• _WHAT THE TASK ASKS_:
Please reproduce word for word the part of the talk description that begins with "However, the characteristics" and ends after "or sub-linear complexity.".

|Name:||The Best of Both Worlds? Combining HPC & Big Data Methods for Bioinformatics Applications|
|Time:||Tuesday, June 20, 2017
03:45 pm - 04:05 pm
|Breaks:||03:15 pm - 03:45 pm Coffee Break|
|Speaker:||Andreas Hildebrandt, University of Mainz|
Recent years have seen a tremendous increase in the volume of data generated in the life sciences. The
analysis of these data sets poses difficult computational challenges and is an active field of research. Currently,
a popular strategy in data rich scenarios across many areas of science and industry is to adopt
big data technology, a class of highly scalable and fault-tolerant systems for handling huge data sets.
However, the characteristics of typical biological data sets and their intended usage differ significantly
from most other application areas of big data technologies: while biological data sets are
often remarkably large, they tend to be smaller than typical ’big’ data sets. On the other hand, biological
data processing often requires more complex analysis techniques than can be afforded by big data technology,
which is often constrained to algorithms with linear or sub-linear complexity.

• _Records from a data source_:
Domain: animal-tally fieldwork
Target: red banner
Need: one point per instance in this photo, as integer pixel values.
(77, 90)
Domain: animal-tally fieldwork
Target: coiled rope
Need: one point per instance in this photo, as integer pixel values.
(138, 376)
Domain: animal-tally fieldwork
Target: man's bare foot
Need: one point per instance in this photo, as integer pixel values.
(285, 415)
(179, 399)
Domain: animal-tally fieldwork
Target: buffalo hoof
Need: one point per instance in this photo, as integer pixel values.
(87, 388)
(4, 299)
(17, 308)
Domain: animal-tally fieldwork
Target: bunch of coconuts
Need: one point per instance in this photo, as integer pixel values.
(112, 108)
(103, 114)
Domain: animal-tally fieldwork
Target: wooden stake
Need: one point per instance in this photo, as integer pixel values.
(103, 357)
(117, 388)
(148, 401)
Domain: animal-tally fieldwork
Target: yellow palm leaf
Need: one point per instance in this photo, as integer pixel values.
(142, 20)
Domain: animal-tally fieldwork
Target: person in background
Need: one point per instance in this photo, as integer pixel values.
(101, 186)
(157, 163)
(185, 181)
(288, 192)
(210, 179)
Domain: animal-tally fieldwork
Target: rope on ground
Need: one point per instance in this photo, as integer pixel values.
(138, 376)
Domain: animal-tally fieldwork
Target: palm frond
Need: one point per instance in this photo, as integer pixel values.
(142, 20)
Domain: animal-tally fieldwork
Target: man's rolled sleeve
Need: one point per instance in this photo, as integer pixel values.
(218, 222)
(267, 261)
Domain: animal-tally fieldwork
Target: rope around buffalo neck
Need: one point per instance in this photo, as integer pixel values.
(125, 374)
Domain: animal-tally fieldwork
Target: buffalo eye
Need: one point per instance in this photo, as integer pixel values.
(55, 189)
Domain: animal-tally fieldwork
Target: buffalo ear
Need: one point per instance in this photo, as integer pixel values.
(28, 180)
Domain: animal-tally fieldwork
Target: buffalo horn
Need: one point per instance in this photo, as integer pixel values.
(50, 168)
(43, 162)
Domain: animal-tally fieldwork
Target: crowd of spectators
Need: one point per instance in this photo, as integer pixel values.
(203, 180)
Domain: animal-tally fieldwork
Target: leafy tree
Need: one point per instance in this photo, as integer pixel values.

• _RESPONSE TO THIS EXERCISE_:
However, the characteristics of typical biological data sets and their intended usage differ significantly
from most other application areas of big data technologies: while biological data sets are
often remarkably large, they tend to be smaller than typical ’big’ data sets. On the other hand, biological
data processing often requires more complex analysis techniques than can be afforded by big data technology,
which is often constrained to algorithms with linear or sub-linear complexity.